◆ **TASK INSTRUCTIONS**
Print out the material that follows word for word.

+++ WORKING DATA

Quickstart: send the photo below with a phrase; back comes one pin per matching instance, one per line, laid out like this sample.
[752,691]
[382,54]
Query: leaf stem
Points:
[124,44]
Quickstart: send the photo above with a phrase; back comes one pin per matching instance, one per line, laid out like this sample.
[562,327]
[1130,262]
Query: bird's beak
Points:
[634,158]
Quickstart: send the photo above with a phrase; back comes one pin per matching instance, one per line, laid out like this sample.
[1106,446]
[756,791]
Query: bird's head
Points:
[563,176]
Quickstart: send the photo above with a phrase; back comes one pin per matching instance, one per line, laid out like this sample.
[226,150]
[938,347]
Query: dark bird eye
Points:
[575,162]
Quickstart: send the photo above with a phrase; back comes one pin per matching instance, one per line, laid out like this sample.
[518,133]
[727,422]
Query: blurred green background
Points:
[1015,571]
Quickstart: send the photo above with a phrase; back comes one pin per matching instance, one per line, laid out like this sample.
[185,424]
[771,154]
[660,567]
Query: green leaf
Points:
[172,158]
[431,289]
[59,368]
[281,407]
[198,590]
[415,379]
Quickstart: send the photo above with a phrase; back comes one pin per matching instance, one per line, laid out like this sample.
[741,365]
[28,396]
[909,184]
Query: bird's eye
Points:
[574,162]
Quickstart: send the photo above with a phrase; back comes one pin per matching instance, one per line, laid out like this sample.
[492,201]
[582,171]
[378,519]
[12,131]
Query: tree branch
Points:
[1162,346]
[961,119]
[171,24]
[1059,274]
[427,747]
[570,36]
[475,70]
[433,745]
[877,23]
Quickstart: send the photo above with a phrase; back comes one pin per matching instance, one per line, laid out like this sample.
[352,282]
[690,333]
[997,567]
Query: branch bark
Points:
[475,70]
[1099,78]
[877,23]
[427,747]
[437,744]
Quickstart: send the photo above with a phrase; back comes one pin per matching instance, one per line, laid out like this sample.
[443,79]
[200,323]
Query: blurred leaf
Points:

++++++

◆ **SOLUTION FOR THIS TASK**
Quickstart: send the photo below with a phrase; back comes one pin per matching instance, one per line, laid out like this sample.
[752,691]
[382,54]
Query: leaf stem
Points:
[124,44]
Quickstart: send the photo above with a phrase; back comes one pin per matching instance, one per line, laid out like this sample.
[562,327]
[1130,262]
Query: bird's beak
Points:
[634,158]
Quickstart: send the photo above with a phrase; back comes one pin per matching instance, one per line, laid out like this sample.
[1106,446]
[756,791]
Query: bird's head
Points:
[563,176]
Quickstart: send the photo above with a phrase; back comes one pin per matching instance, one per line, laid out like this sample.
[226,150]
[938,347]
Query: dark bird eye
Points:
[575,162]
Quickstart: send the photo above with a phrase; back comes one pin per matching instance, one per line, laid out like this sample.
[518,133]
[727,422]
Query: blurred green background
Points:
[1015,571]
Quickstart: send the photo above with a phrase; back comes one pin per matching instance, one per line, laid out like this sample.
[185,424]
[771,154]
[660,567]
Query: green leaf
Points:
[172,158]
[431,289]
[59,368]
[281,407]
[198,590]
[415,379]
Quickstart: send the photo above with a phrase; back comes one pin per matching instance, one per line, laid out like this sample.
[741,365]
[28,396]
[909,184]
Query: bird's eye
Points:
[574,162]
Quickstart: send the photo above with a phrase; back comes one pin per matching instance, one per line, laid out like this sample.
[492,201]
[582,171]
[378,519]
[12,131]
Query: tree branch
Points:
[1162,346]
[961,119]
[171,24]
[1059,274]
[427,747]
[570,36]
[475,70]
[433,745]
[877,23]
Quickstart: send the photo above with a phrase; back comes one pin per matching instance, one per line, laid out like this sample.
[352,282]
[690,333]
[997,567]
Query: branch bark
Points:
[475,70]
[1099,78]
[877,23]
[427,747]
[437,744]
Quickstart: send the photo above with a phrase; back comes one pin per matching instance, one per line, laid out like this sample.
[443,79]
[200,323]
Query: blurred leaf
Points:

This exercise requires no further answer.